■ **WHAT YOU SHOULD DO**
Please reproduce the full listing below verbatim, every line included.

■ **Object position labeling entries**
— BEGIN —

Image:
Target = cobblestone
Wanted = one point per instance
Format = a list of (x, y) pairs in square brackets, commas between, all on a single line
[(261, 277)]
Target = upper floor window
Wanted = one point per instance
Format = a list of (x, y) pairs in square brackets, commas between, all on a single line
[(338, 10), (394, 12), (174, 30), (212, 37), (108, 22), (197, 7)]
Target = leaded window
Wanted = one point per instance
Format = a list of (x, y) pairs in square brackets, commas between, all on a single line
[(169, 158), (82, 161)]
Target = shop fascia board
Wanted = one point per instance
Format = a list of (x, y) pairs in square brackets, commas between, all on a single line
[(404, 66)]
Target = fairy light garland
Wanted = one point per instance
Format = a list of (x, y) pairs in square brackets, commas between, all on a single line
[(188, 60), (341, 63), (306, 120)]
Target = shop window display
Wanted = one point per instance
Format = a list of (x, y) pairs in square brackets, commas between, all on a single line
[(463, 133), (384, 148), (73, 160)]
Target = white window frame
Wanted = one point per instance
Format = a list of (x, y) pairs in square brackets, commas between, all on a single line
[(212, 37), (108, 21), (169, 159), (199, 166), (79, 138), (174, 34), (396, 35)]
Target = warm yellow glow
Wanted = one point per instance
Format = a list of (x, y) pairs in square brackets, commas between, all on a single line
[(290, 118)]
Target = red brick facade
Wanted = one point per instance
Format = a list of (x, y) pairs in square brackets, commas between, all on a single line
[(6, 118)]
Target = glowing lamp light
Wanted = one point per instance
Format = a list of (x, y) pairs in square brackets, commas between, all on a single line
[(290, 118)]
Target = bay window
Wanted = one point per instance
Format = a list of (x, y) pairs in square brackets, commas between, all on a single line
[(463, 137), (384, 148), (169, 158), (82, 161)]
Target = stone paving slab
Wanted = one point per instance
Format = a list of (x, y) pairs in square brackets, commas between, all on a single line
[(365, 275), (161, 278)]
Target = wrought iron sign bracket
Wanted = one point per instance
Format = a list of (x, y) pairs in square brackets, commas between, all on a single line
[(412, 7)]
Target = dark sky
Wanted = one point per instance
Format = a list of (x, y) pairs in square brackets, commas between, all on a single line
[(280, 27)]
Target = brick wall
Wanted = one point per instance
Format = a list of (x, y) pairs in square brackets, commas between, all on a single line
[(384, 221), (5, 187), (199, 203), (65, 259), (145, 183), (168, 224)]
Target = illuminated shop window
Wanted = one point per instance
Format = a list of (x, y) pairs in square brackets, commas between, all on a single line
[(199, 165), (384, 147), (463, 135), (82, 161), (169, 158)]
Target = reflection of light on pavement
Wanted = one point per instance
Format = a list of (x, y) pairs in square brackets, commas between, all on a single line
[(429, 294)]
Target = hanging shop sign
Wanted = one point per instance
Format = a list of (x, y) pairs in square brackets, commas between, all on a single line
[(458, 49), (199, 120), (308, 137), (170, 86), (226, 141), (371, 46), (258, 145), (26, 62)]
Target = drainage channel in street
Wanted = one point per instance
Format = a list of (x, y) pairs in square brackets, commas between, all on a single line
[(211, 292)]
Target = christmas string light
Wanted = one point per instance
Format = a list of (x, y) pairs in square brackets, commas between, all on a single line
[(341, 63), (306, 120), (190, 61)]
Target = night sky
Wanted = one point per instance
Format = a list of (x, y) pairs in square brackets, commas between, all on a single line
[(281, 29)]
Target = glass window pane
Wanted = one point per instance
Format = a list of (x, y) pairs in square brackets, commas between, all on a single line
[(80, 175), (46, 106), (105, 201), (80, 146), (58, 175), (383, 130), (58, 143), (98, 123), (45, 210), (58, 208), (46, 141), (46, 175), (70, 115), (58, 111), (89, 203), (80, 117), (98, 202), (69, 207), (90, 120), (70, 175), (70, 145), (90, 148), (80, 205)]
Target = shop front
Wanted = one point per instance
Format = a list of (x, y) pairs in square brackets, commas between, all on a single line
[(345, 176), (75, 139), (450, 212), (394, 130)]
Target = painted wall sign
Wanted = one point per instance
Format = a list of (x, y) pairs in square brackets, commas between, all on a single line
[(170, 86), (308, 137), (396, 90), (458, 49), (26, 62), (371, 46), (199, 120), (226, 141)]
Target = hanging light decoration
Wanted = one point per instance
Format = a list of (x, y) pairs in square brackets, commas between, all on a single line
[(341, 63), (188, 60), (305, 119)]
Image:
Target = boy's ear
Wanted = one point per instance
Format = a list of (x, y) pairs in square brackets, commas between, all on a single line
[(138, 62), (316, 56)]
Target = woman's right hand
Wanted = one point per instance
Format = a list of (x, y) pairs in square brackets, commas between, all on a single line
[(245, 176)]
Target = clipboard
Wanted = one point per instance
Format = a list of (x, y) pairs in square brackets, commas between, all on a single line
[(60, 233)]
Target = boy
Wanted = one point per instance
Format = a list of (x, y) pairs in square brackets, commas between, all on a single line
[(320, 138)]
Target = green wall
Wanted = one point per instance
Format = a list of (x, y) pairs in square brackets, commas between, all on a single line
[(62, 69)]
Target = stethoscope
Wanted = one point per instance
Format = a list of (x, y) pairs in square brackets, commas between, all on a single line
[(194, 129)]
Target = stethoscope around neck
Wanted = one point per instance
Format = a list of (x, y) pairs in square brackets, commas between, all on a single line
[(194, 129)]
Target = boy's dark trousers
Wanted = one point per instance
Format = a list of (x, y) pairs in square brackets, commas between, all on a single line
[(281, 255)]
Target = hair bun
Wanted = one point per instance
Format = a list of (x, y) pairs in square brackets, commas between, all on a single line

— END —

■ **RESULT**
Image:
Target = cobblestone
Wanted = one point per instance
Format = a list of (x, y) pairs in square brackets, commas between, all on a single line
[(261, 277)]
Target = upper floor window
Wanted = one point per instance
Format = a list of (x, y) pairs in square brackets, commas between, all on a single line
[(338, 10), (394, 12), (174, 30), (212, 37), (108, 22), (197, 7)]
Target = leaded window
Wanted = one point per instance
Format = a list of (x, y) pairs in square brackets, commas between, all on a single line
[(169, 158), (82, 161)]
Target = shop fascia board
Wanted = one point per instance
Format = a list of (x, y) pairs in square brackets, commas between, all on a single line
[(404, 66)]
Target = fairy light garland
Wanted = one point per instance
Format = a list of (x, y) pairs in square brackets, commas between, all on a single line
[(188, 60), (341, 63), (306, 120)]
Target = shop window display
Wanted = one point per instance
Format = a list of (x, y) pairs in square brackets, commas between, all on a single line
[(463, 133), (384, 148), (73, 160)]
Target = white window frame
Wanted = one point per instance
Format = a list of (x, y) pairs in square brackets, commas between, all on a single line
[(212, 37), (108, 21), (169, 159), (199, 166), (79, 138), (174, 34), (396, 35)]
Target = warm yellow glow
Wanted = one point per instance
Format = a list of (x, y) pairs in square brackets, commas between, all on a single line
[(290, 118)]
Target = red brick facade
Wanted = one point per instance
Format = a list of (x, y) pairs in square brackets, commas between, all on a single line
[(6, 118)]
Target = glowing lamp light
Wanted = one point per instance
Format = a list of (x, y) pairs in square brackets, commas between, all on a single line
[(290, 118)]
Target = bay window
Wanted = one point per instance
Format = a list of (x, y) pairs in square brackets, commas between, all on a single line
[(463, 137), (384, 148), (169, 158), (82, 161)]
Target = stone paving slab
Wanted = one point per instance
Format = a list of (x, y) pairs in square brackets, commas between, all on a single line
[(365, 275), (161, 278)]
Target = wrought iron sign bracket
Wanted = one point per instance
Format = a list of (x, y) pairs in square brackets, commas between, all on a single line
[(412, 7)]
Target = dark sky
Wanted = one point per instance
Format = a list of (x, y) pairs in square brackets, commas between, all on a single line
[(280, 27)]
Target = brick wall
Wanted = one point per instance
Format = a list of (x, y) pairs in square brackets, commas between, all on a single line
[(384, 221), (5, 187), (199, 203), (65, 259), (145, 183), (168, 224)]
Target = illuminated shop window
Wanted = one point per instance
Format = a list of (x, y) pairs in square brackets, commas between, all on a single line
[(199, 165), (384, 147), (463, 135), (82, 161), (169, 158)]
Target = reflection of light on pavement
Wanted = one point per instance
Format = a list of (x, y) pairs in square brackets, commas between, all on a single line
[(429, 294)]
Target = hanging shop sign
Wanted = one point per instance
Format = a list of (x, y) pairs in square brackets, commas between, all on a single line
[(458, 49), (199, 120), (308, 137), (170, 86), (226, 141), (371, 46), (258, 145), (26, 62)]
Target = drainage channel in street
Wanted = one point per instance
Format = a list of (x, y) pairs in square brackets, commas between, all on a single line
[(211, 292)]
Target = christmas string light
Wanted = one point per instance
Format = a list of (x, y) pairs in square brackets, commas between, all on a single line
[(341, 63), (306, 120), (190, 61)]
Target = night sky
Wanted = one point per instance
Format = a list of (x, y) pairs in square brackets, commas between, all on a single line
[(281, 29)]
Target = glass window pane
Wanted = one point per instance
Format = a list of (x, y) pairs in square brackets, commas between, all on a single line
[(80, 175), (46, 106), (105, 201), (80, 146), (58, 175), (383, 130), (58, 143), (98, 123), (45, 210), (58, 208), (46, 141), (46, 175), (70, 115), (58, 111), (89, 203), (80, 117), (98, 202), (69, 207), (90, 120), (70, 175), (70, 145), (90, 148), (80, 205)]
Target = shop front
Wanted = one point per instance
Format = a list of (x, y) pairs in square brackets, commas between, all on a single line
[(345, 176), (75, 139), (450, 212), (394, 130)]
Target = painted wall sign
Wanted = one point per instance
Format = a list of (x, y) pairs in square brackets, commas between, all on a single line
[(170, 86), (308, 137), (396, 90), (458, 49), (26, 62), (371, 46), (199, 120), (226, 141)]
Target = hanging light decoration
Wanted = one point per instance
Format = a list of (x, y) pairs in square brackets, commas between, all on a single line
[(341, 63), (188, 60), (305, 119)]
Image:
Target = boy's ear
Wanted = one point per instance
Format = a list of (x, y) pairs in square brackets, commas between, all on a single line
[(138, 62), (316, 56)]
Target = woman's right hand
Wanted = one point per instance
Format = a list of (x, y) pairs in square brackets, commas between, all on a single line
[(245, 176)]
Target = clipboard
Wanted = one point per instance
Format = a list of (x, y) pairs in square brackets, commas between, all on a single line
[(60, 233)]
Target = boy
Wanted = one point per instance
Format = a list of (x, y) pairs in square brackets, commas between, all on a single line
[(320, 138)]
Target = green wall
Wanted = one point per instance
Format = a list of (x, y) pairs in square brackets, commas between, all on a single line
[(62, 69)]
Target = stethoscope
Wanted = one point per instance
Format = a list of (x, y) pairs in square brackets, commas between, all on a single line
[(194, 129)]
Target = stethoscope around neck
Wanted = one point per instance
Format = a list of (x, y) pairs in square brackets, commas between, all on a single line
[(194, 129)]
Target = boy's dark trousers
Wanted = one point per instance
Format = a list of (x, y) pairs in square brackets, commas between, all on a single line
[(281, 255)]
Target = hair bun
Wanted = one point per instance
Format = a list of (x, y) pairs in square brackets, commas between, all on a single line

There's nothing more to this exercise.